* _What is needed_
Copy the material below word for word, leaving out the pictures.

****************************************

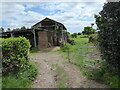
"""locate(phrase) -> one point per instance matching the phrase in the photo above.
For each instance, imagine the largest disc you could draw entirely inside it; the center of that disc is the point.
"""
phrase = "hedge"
(108, 23)
(15, 53)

****************************************

* _Output for this task_
"""locate(phrase) -> one point per instance matching the phrase in the photo above.
For each instance, imagine the largest disc you could draw entirely inside it; the center of that disc is the point.
"""
phrase = "hedge"
(108, 23)
(15, 53)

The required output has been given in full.